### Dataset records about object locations
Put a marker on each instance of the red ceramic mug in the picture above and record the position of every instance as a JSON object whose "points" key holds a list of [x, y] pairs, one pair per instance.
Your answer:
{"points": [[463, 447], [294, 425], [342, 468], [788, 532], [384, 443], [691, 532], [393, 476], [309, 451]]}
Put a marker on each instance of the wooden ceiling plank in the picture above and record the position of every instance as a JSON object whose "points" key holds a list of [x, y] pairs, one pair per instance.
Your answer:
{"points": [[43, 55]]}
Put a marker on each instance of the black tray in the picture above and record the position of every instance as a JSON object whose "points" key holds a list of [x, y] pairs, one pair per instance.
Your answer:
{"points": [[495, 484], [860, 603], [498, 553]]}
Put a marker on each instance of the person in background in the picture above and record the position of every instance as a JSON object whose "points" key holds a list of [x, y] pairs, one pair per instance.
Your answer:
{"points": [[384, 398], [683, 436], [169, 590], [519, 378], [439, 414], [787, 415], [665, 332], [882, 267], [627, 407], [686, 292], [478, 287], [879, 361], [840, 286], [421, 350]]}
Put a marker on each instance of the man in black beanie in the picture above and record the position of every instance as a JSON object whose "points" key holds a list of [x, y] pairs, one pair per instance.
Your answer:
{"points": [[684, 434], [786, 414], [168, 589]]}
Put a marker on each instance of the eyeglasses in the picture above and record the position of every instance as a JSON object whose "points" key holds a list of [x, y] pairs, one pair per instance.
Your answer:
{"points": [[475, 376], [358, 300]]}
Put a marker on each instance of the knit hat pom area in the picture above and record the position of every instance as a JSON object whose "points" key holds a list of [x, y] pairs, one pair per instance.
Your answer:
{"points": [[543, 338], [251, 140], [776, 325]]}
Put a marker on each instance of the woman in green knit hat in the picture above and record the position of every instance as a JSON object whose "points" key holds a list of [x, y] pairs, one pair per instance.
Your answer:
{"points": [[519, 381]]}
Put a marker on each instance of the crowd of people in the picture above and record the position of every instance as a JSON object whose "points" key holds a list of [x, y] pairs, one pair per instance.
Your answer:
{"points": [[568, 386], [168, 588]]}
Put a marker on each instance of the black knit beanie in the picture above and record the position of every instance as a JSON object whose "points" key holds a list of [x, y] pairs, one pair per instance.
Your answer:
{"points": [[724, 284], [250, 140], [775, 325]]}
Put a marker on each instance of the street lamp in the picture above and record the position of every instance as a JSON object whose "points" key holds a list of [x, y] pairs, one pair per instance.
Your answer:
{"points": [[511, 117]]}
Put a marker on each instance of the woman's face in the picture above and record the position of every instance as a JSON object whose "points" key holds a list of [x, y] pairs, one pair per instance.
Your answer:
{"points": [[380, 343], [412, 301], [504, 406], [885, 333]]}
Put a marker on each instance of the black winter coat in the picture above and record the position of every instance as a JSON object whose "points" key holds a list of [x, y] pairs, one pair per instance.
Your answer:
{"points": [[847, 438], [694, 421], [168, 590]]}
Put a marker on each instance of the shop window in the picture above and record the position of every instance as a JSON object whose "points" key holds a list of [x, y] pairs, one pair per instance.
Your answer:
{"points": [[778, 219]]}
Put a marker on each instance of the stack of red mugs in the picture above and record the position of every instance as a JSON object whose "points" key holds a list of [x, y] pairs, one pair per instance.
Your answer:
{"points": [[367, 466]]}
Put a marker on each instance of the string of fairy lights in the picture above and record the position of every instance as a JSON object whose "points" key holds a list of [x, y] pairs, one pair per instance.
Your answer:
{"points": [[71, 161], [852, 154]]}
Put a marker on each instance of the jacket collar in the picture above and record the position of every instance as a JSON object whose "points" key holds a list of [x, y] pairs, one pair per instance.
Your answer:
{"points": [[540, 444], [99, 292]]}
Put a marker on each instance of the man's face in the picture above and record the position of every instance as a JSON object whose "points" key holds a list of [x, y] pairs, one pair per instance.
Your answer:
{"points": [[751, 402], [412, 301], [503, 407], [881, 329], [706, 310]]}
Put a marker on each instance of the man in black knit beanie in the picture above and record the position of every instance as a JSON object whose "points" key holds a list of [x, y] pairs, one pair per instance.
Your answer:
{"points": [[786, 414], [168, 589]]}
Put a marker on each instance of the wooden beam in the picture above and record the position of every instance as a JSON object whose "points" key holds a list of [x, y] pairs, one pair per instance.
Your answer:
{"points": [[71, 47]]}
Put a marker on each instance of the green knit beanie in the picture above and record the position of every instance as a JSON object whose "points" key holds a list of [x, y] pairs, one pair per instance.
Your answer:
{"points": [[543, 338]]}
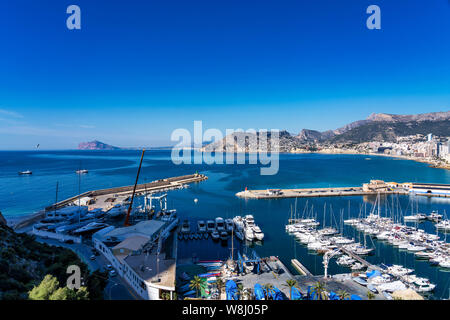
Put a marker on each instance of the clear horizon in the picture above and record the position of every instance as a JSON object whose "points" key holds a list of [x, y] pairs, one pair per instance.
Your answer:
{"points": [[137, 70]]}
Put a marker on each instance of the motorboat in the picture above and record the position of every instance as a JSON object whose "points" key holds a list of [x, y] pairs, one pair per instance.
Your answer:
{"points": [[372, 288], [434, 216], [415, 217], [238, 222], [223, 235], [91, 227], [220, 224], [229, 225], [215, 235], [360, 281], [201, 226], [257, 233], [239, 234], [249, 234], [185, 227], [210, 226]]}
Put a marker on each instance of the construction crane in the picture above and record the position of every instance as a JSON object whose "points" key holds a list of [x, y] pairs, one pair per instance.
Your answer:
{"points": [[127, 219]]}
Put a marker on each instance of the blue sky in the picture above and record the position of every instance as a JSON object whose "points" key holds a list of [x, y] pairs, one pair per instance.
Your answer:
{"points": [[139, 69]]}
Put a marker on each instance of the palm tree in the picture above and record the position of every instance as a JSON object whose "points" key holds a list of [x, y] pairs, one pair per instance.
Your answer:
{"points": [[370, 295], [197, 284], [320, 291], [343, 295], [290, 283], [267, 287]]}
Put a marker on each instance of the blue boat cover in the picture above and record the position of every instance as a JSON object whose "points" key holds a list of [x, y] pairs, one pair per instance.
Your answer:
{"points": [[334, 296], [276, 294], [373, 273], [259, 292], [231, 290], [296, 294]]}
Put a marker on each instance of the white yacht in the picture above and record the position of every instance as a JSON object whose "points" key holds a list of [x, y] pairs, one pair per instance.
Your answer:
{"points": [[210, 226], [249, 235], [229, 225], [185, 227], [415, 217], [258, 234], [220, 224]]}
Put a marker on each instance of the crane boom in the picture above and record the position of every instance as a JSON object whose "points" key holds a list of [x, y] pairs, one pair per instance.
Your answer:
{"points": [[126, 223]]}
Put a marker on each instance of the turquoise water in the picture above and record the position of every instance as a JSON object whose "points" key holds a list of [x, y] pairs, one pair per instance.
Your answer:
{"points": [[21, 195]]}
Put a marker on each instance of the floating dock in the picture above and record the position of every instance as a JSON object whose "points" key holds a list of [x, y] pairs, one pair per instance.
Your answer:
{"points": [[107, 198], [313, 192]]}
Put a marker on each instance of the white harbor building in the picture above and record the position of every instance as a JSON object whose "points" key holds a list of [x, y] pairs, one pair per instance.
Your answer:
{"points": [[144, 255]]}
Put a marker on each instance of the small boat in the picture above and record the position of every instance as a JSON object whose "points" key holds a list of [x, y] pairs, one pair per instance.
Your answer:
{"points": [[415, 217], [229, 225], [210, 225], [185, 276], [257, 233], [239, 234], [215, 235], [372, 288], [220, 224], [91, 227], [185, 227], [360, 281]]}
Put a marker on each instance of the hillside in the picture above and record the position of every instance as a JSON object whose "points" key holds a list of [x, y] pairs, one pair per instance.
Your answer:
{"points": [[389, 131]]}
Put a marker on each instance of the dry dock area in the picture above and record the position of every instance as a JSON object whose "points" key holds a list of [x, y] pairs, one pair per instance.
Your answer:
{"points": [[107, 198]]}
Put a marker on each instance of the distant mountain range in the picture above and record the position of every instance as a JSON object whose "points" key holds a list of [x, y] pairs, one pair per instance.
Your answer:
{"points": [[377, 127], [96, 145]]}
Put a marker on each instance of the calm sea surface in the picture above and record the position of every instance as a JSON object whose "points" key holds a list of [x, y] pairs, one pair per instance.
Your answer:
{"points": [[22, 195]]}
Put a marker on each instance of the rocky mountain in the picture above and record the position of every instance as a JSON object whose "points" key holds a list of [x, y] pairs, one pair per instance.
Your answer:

### WHAT THE TASK ASKS
Repeat exactly the lines from the line containing "Put a marker on each instance of the hillside" through the end of the listing above; both boundary lines are part of the output.

### EXERCISE OUTPUT
Put a marker on each instance of the hillside in the picture above and record the position of every instance as a JSON object whose "points" key holds a list of [x, y] pairs, one pair per instance.
Your answer:
{"points": [[389, 131]]}
Put a marker on each instance of the dry dock area in the picture above and record the position of every instance as a JSON object whose "points" key holds a list of [x, y] pairs, one pair per instance.
Your answer:
{"points": [[107, 198]]}
Put a marker on each instance of the distant mountain range in the picture above and record the position of every instance as a JSON object whose "points" key holds a list of [x, y] pairs, one pair per instance.
Your answer:
{"points": [[377, 127], [96, 145]]}
Put a marker on each instance of the calm sea surface in the picture above and record the position of every instance as a JSON object whose "points" key holds a list of [x, y] pairs, one pair per instance.
Your answer:
{"points": [[22, 195]]}
Put a marker on each instance of the rocky mountain in the picture above and record the position of every instance as a JSON object whose "points" key holds a list of [x, y] pairs, one pair per instance.
Your answer:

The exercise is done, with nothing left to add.